Exercise details: List the rows below as a numbered list, from the line containing "In the photo above, where can the shirt pocket" through the last row, inclusive, and leave out any blank lines.

Provided records:

══════════

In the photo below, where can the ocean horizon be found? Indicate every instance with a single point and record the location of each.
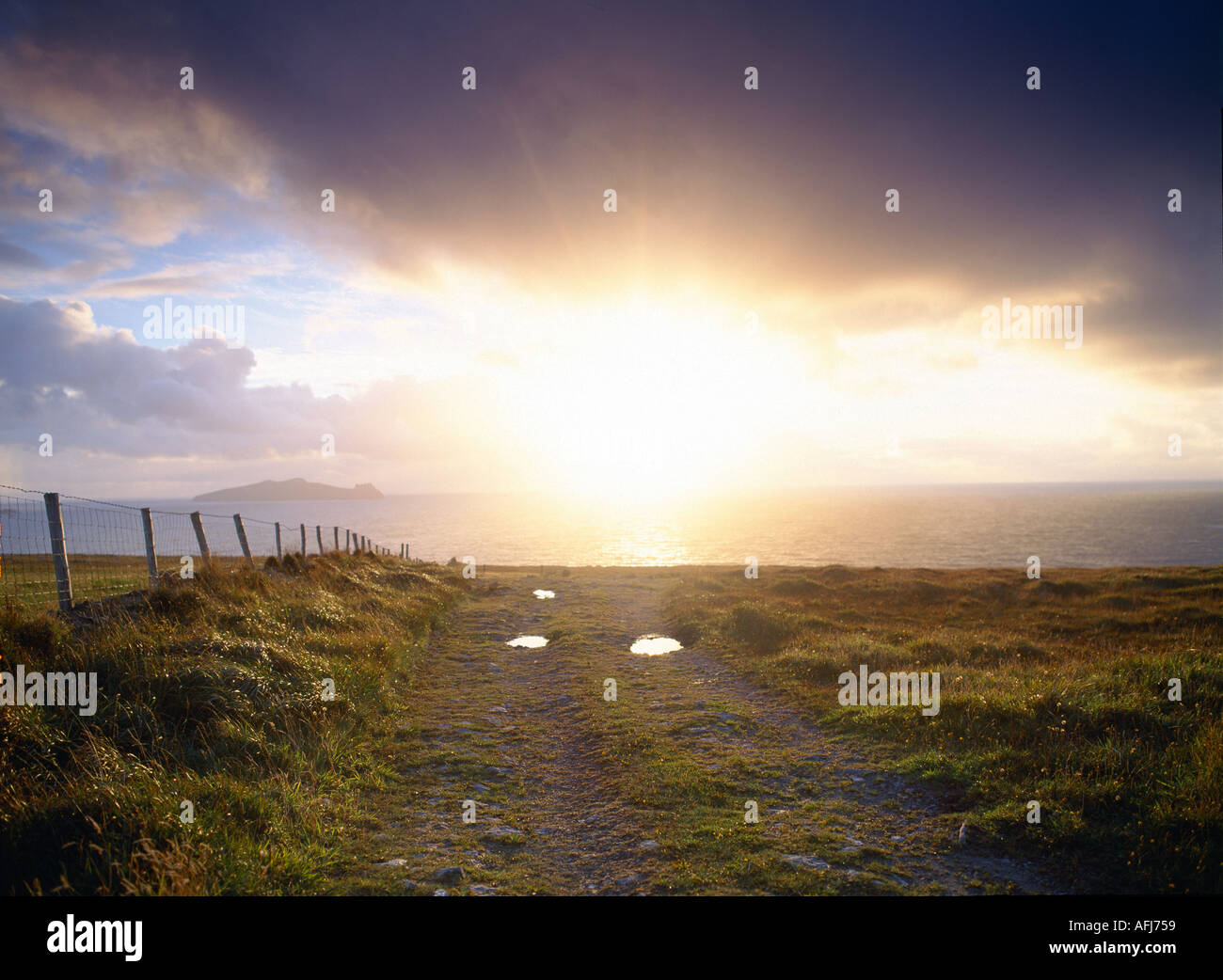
(948, 526)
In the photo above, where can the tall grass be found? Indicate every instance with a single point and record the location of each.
(1053, 690)
(211, 692)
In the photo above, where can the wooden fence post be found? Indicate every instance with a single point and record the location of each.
(59, 551)
(199, 525)
(241, 538)
(150, 551)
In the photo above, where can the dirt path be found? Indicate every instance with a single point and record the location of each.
(575, 793)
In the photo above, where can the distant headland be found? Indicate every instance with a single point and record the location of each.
(294, 489)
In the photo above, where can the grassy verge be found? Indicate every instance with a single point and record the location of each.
(1053, 690)
(211, 692)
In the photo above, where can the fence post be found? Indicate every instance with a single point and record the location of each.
(199, 525)
(150, 551)
(59, 551)
(241, 538)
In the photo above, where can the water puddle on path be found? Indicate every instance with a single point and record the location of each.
(653, 645)
(530, 641)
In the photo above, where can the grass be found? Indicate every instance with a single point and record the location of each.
(1053, 690)
(211, 692)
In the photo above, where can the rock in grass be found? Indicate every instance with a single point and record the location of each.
(501, 835)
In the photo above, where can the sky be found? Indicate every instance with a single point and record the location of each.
(473, 317)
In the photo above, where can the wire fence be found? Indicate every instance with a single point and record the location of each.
(57, 549)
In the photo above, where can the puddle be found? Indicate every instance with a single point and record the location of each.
(652, 645)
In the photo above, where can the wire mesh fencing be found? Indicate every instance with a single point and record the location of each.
(59, 549)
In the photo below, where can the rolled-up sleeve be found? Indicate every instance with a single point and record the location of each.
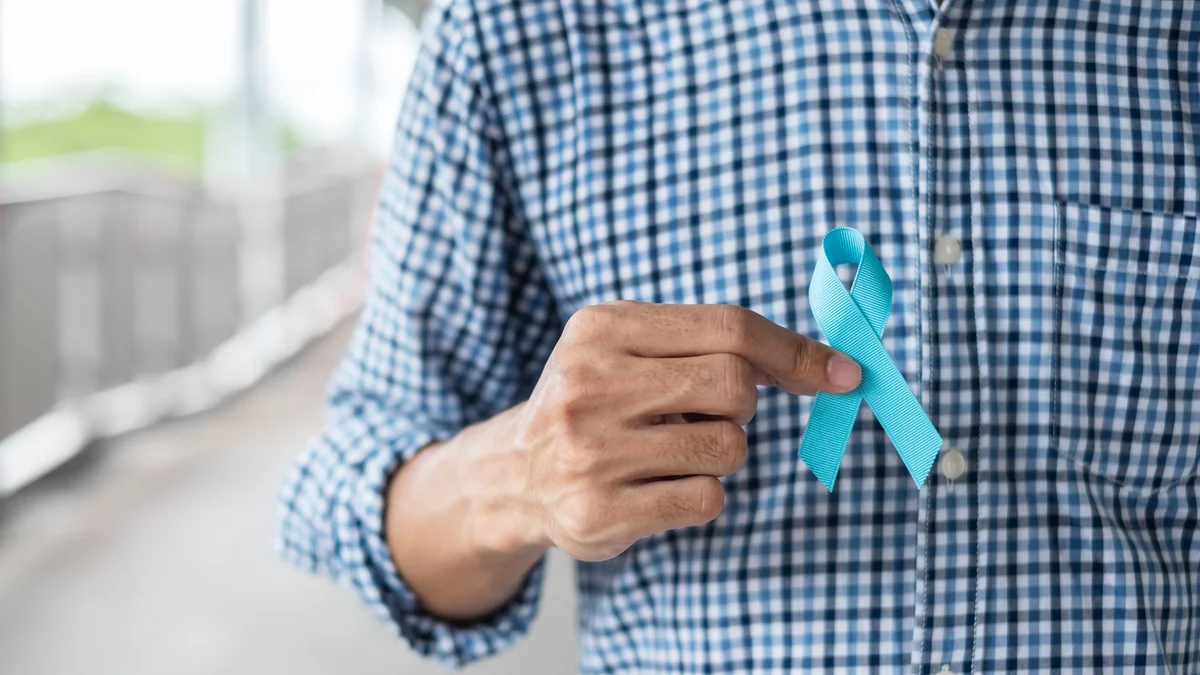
(455, 328)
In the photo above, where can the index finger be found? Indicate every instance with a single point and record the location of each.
(786, 359)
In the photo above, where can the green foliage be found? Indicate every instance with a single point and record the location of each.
(177, 139)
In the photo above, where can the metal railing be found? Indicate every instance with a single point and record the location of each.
(125, 299)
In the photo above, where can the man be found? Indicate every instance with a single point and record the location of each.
(1029, 174)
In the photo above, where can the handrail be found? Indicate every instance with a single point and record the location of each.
(121, 302)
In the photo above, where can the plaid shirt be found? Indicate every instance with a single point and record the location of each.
(1029, 173)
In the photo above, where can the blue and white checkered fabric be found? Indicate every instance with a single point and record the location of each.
(558, 154)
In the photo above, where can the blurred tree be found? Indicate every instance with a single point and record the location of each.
(177, 139)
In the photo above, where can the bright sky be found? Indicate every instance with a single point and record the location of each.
(165, 53)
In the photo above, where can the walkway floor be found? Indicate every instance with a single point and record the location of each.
(151, 555)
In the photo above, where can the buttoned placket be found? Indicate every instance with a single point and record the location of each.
(947, 529)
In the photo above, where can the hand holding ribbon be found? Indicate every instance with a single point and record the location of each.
(853, 323)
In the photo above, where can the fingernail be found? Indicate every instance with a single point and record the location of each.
(844, 372)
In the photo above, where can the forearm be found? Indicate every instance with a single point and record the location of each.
(457, 526)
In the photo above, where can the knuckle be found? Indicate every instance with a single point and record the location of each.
(583, 520)
(709, 500)
(588, 323)
(732, 446)
(735, 326)
(737, 376)
(579, 383)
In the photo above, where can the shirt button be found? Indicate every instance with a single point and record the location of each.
(953, 465)
(943, 42)
(947, 250)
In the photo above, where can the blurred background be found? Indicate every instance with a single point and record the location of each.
(185, 192)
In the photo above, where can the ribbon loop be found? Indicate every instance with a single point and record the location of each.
(853, 323)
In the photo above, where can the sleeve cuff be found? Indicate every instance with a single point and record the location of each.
(364, 562)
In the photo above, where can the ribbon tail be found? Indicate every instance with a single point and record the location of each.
(828, 430)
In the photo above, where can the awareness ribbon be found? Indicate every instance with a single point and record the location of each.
(853, 323)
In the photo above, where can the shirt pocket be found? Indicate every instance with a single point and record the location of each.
(1127, 345)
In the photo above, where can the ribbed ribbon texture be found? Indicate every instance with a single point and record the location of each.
(853, 323)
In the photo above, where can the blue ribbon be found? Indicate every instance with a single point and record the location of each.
(853, 323)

══════════

Response to the task:
1. In the photo above, where can the shirt pocket be found? Indicate every instance with a single point and record the location of each.
2. (1127, 345)
3. In the photo above, where can the ribbed ribbon texture be found? Indicate every instance with a single point and record the location of each.
4. (853, 323)
5. In the photo above, where can the blue ribbon be found? Indicate every instance with a single point and record the location of each.
6. (853, 323)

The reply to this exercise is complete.